▶ [Task to complete] Copy out the entries from the start through the line containing "M 154 86 L 157", requests included, and shift every coordinate in the answer outlines by -51.

▶ [Task material]
^^^^
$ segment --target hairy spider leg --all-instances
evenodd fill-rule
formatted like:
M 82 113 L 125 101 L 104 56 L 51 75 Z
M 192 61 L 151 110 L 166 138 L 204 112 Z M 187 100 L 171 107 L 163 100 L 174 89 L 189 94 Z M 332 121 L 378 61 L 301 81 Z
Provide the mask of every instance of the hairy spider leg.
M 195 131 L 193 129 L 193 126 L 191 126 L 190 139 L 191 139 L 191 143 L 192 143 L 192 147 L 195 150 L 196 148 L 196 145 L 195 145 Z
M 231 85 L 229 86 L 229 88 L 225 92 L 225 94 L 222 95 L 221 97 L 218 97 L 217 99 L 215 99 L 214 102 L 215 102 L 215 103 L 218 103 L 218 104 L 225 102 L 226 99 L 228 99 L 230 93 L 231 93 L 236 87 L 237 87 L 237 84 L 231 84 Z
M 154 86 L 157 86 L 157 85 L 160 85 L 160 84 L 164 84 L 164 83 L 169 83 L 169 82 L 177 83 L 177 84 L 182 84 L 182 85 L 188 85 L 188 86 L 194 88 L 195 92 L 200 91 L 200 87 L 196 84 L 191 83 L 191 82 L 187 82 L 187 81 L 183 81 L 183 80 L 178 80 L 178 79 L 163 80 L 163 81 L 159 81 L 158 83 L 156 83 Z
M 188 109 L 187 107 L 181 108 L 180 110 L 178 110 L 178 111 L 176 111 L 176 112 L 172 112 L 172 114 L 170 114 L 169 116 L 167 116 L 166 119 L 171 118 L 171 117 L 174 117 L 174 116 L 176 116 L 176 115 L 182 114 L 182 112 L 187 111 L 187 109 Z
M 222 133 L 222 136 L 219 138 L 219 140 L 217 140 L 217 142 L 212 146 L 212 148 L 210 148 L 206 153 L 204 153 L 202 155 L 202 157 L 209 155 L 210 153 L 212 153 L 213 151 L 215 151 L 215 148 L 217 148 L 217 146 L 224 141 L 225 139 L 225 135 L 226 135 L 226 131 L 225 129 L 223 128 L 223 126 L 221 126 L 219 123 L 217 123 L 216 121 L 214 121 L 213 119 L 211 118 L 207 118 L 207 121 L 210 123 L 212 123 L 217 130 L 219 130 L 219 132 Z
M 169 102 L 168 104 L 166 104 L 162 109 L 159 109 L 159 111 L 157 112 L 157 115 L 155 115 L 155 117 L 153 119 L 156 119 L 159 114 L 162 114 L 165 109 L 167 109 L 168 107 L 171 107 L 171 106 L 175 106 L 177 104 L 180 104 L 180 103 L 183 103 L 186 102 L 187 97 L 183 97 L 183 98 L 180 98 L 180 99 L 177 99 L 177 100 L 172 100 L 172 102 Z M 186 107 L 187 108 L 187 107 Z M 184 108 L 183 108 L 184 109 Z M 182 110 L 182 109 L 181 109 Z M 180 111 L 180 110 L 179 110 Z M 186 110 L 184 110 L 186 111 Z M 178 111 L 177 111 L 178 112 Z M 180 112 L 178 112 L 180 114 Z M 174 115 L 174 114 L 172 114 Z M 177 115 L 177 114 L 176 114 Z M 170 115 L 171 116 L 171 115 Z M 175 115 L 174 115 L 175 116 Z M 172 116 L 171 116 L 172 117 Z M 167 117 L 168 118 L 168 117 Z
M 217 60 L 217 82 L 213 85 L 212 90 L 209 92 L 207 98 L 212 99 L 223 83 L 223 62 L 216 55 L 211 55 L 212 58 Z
^^^^
▶ [Reply]
$ segment --target hairy spider leg --all-instances
evenodd fill-rule
formatted like:
M 82 113 L 125 101 L 104 56 L 51 75 Z
M 192 61 L 151 110 L 166 138 L 204 112 Z M 187 100 L 171 107 L 163 100 L 174 89 L 189 94 Z M 332 121 L 378 61 L 301 81 Z
Provide the mask of every instance of the hairy spider leg.
M 144 80 L 142 78 L 142 75 L 140 75 L 139 88 L 140 88 L 140 92 L 141 92 L 141 96 L 144 99 L 145 97 L 145 94 L 144 94 Z
M 180 34 L 178 35 L 178 37 L 174 41 L 174 43 L 171 44 L 170 46 L 167 46 L 166 48 L 164 48 L 163 51 L 164 51 L 164 52 L 167 52 L 167 53 L 174 51 L 175 48 L 177 48 L 179 42 L 180 42 L 185 36 L 186 36 L 186 33 L 180 33 Z
M 103 35 L 106 35 L 106 34 L 109 34 L 109 33 L 113 33 L 113 32 L 118 32 L 118 31 L 126 32 L 126 33 L 131 33 L 131 34 L 137 34 L 137 35 L 143 37 L 144 41 L 149 40 L 149 36 L 145 33 L 140 32 L 140 31 L 136 31 L 136 30 L 132 30 L 132 29 L 127 29 L 127 28 L 112 29 L 112 30 L 108 30 L 107 32 L 105 32 Z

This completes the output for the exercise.